WHAT TO WORK ON:
Without changing a character, return the entries, but not the images they hold.

DATA TO USE:
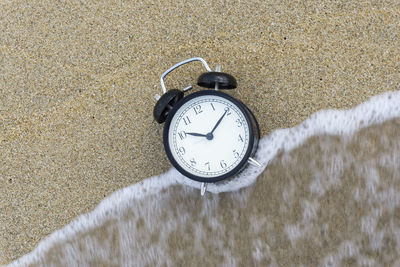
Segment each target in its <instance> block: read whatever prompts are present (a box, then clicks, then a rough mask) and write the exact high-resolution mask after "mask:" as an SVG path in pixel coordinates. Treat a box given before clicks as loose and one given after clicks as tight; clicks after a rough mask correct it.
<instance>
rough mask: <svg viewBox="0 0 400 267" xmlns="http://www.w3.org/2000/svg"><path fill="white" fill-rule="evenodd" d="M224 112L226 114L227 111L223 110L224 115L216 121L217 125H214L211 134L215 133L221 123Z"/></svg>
mask: <svg viewBox="0 0 400 267" xmlns="http://www.w3.org/2000/svg"><path fill="white" fill-rule="evenodd" d="M226 112H228V110H225V112H224V114H223V115H222V116H221V118H220V119H219V120H218V121H217V124H215V126H214V128H213V129H212V130H211V132H210V133H211V134H212V133H213V132H214V131H215V129H217V127H218V125H219V124H220V123H221V121H222V119H223V118H224V117H225V115H226Z"/></svg>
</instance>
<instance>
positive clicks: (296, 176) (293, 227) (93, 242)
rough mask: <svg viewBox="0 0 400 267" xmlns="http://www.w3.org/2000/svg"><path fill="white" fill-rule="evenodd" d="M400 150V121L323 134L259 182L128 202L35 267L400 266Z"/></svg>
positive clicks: (161, 192) (164, 190)
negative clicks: (205, 191)
mask: <svg viewBox="0 0 400 267" xmlns="http://www.w3.org/2000/svg"><path fill="white" fill-rule="evenodd" d="M399 151H400V119H395V120H392V121H388V122H385V123H383V124H379V125H373V126H371V127H368V128H364V129H362V130H360V131H358V132H357V133H355V134H354V135H353V136H333V135H323V136H314V137H311V138H309V139H308V140H307V141H306V142H305V143H304V144H302V145H301V146H300V147H298V148H296V149H294V150H292V151H289V152H282V153H281V154H280V155H279V156H277V157H276V158H275V159H274V160H272V161H271V162H270V164H269V166H268V167H267V169H266V170H265V171H264V172H263V174H262V175H260V177H259V178H258V179H257V181H256V182H255V184H253V185H252V186H250V187H247V188H243V189H241V190H239V191H237V192H227V193H221V194H218V195H214V194H210V193H208V194H206V195H205V197H204V198H201V197H200V196H199V192H198V190H195V189H192V188H189V187H182V186H174V187H170V188H168V189H166V190H163V191H162V192H160V193H157V194H153V195H149V196H148V197H145V198H143V199H140V200H136V201H130V203H129V205H125V206H124V205H118V209H113V210H112V211H111V212H109V214H108V215H106V216H107V217H108V219H106V220H104V221H103V222H102V223H101V224H100V225H98V226H96V227H93V228H89V229H88V230H86V231H79V232H78V233H76V234H74V235H70V236H69V237H67V238H66V239H64V240H62V241H60V242H58V243H55V244H52V245H51V246H50V247H49V248H48V249H47V250H46V251H42V253H40V254H39V257H38V258H37V259H36V260H35V261H33V262H32V265H31V266H43V265H51V266H53V265H54V266H76V265H96V266H125V265H130V264H132V263H135V264H137V265H138V266H147V265H149V266H164V264H165V265H168V266H183V265H184V266H199V265H206V266H400V261H399V260H398V259H399V256H400V212H399V207H400V194H399V193H400V161H399V158H400V154H399ZM316 155H317V156H316Z"/></svg>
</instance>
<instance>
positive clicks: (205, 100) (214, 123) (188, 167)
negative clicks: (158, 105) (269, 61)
mask: <svg viewBox="0 0 400 267" xmlns="http://www.w3.org/2000/svg"><path fill="white" fill-rule="evenodd" d="M249 127H250V126H249V125H248V121H247V120H246V116H245V114H244V113H243V112H242V110H241V109H240V108H239V107H238V106H237V105H236V104H235V103H233V102H232V101H230V100H228V99H227V98H225V97H221V96H218V95H201V96H197V97H194V98H192V99H190V100H188V101H187V102H186V103H184V104H183V105H182V106H181V107H180V108H179V109H178V110H177V111H176V112H175V114H174V116H173V118H172V120H171V122H170V125H169V129H168V146H169V150H170V153H171V155H172V157H173V158H174V160H175V161H176V163H177V164H178V165H179V166H180V167H181V168H183V169H184V170H185V171H186V172H188V173H190V174H192V175H195V176H198V177H202V178H214V177H219V176H222V175H224V174H227V173H229V172H230V171H232V170H234V169H235V168H236V167H237V166H238V165H239V164H241V163H242V162H243V159H244V158H245V157H246V153H247V152H248V151H249V144H250V130H249Z"/></svg>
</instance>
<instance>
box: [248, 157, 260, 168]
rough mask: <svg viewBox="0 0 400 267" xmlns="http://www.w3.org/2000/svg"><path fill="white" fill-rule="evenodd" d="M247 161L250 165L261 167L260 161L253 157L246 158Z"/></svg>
mask: <svg viewBox="0 0 400 267" xmlns="http://www.w3.org/2000/svg"><path fill="white" fill-rule="evenodd" d="M247 162H248V163H249V164H250V165H253V166H256V167H259V168H260V167H261V163H260V162H258V161H257V160H255V159H253V158H252V157H250V158H249V159H248V160H247Z"/></svg>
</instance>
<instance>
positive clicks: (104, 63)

RESULT:
Segment each target in its <instance> block: read whatever prompts are present (a box, then clicks, then a rough mask) and write the exact high-resolution mask after "mask:" as an SVG path in pixel coordinates. Treat a box given before clicks as loose and one given after clicks as tight; clicks after a rough mask correct it.
<instance>
rough mask: <svg viewBox="0 0 400 267" xmlns="http://www.w3.org/2000/svg"><path fill="white" fill-rule="evenodd" d="M224 112L226 114L227 111L223 110L224 115L216 121L217 125H214L211 134L215 133L221 123Z"/></svg>
mask: <svg viewBox="0 0 400 267" xmlns="http://www.w3.org/2000/svg"><path fill="white" fill-rule="evenodd" d="M226 112H228V110H225V112H224V114H223V115H222V116H221V118H220V119H219V120H218V121H217V124H215V126H214V128H213V129H212V130H211V132H210V133H211V134H212V133H213V132H214V131H215V129H217V127H218V125H219V124H220V123H221V121H222V119H223V118H224V117H225V115H226Z"/></svg>
</instance>
<instance>
positive clicks: (296, 176) (293, 227) (93, 242)
rough mask: <svg viewBox="0 0 400 267" xmlns="http://www.w3.org/2000/svg"><path fill="white" fill-rule="evenodd" d="M400 150V121L323 134L259 182L128 202L35 267L400 266Z"/></svg>
positive clicks: (161, 192) (164, 190)
negative clicks: (205, 191)
mask: <svg viewBox="0 0 400 267" xmlns="http://www.w3.org/2000/svg"><path fill="white" fill-rule="evenodd" d="M399 151H400V119H395V120H392V121H388V122H385V123H383V124H379V125H373V126H371V127H368V128H364V129H362V130H360V131H358V132H357V133H355V134H354V135H353V136H333V135H323V136H314V137H311V138H309V139H308V140H307V141H306V142H305V143H304V144H302V145H301V146H300V147H298V148H296V149H294V150H292V151H289V152H282V153H281V154H280V155H279V156H277V157H276V158H275V159H274V160H272V161H271V162H270V164H269V166H268V167H267V169H266V170H265V171H264V172H263V174H262V175H260V177H259V178H258V179H257V181H256V182H255V184H253V185H252V186H250V187H247V188H243V189H241V190H239V191H237V192H227V193H221V194H218V195H214V194H210V193H208V194H206V195H205V197H204V198H201V197H200V196H199V192H198V190H195V189H192V188H189V187H182V186H174V187H170V188H168V189H166V190H163V191H162V192H160V193H157V194H153V195H149V196H148V197H145V198H143V199H140V200H136V201H130V203H129V205H125V206H124V205H118V209H113V210H112V211H111V212H109V214H108V215H106V216H107V217H108V219H106V220H104V221H103V222H102V223H101V224H100V225H98V226H96V227H93V228H89V229H88V230H86V231H79V232H78V233H76V234H74V235H70V236H69V237H67V238H66V239H64V240H62V241H60V242H58V243H55V244H52V245H51V246H50V247H49V248H48V249H47V250H46V251H42V253H40V254H39V257H38V258H37V259H36V260H35V261H33V262H32V265H31V266H43V265H51V266H53V265H54V266H76V265H96V266H125V265H130V264H132V263H135V264H137V265H138V266H147V265H149V266H164V264H165V265H168V266H183V265H184V266H199V265H206V266H400V261H399V260H398V259H399V256H400V212H399V207H400V194H399V193H400V161H399V158H400V154H399ZM316 155H317V156H316Z"/></svg>
</instance>
<instance>
positive clicks: (205, 100) (214, 123) (188, 167)
negative clicks: (158, 105) (269, 61)
mask: <svg viewBox="0 0 400 267" xmlns="http://www.w3.org/2000/svg"><path fill="white" fill-rule="evenodd" d="M249 127H250V126H249V125H248V121H247V120H246V116H245V114H244V113H243V112H242V110H241V109H240V108H239V107H238V106H237V105H236V104H235V103H233V102H232V101H230V100H228V99H227V98H225V97H221V96H218V95H201V96H197V97H194V98H192V99H190V100H188V101H187V102H186V103H184V104H183V105H182V106H181V107H180V108H179V109H178V110H177V111H176V112H175V114H174V116H173V118H172V120H171V122H170V125H169V129H168V146H169V150H170V153H171V155H172V157H173V158H174V160H175V161H176V163H177V164H178V165H179V166H180V167H181V168H183V169H184V170H185V171H186V172H188V173H190V174H192V175H195V176H198V177H202V178H214V177H219V176H222V175H224V174H227V173H229V172H230V171H232V170H234V169H235V168H236V167H237V166H238V165H239V164H241V163H242V162H243V159H244V158H245V157H246V153H247V152H248V151H249V144H250V130H249Z"/></svg>
</instance>
<instance>
box: [248, 157, 260, 168]
rough mask: <svg viewBox="0 0 400 267" xmlns="http://www.w3.org/2000/svg"><path fill="white" fill-rule="evenodd" d="M247 161L250 165L261 167L260 161L253 157L246 158Z"/></svg>
mask: <svg viewBox="0 0 400 267" xmlns="http://www.w3.org/2000/svg"><path fill="white" fill-rule="evenodd" d="M247 162H248V163H249V164H250V165H253V166H256V167H259V168H260V167H261V163H260V162H258V161H257V160H255V159H253V158H252V157H250V158H249V159H248V160H247Z"/></svg>
</instance>
<instance>
positive clicks: (104, 63)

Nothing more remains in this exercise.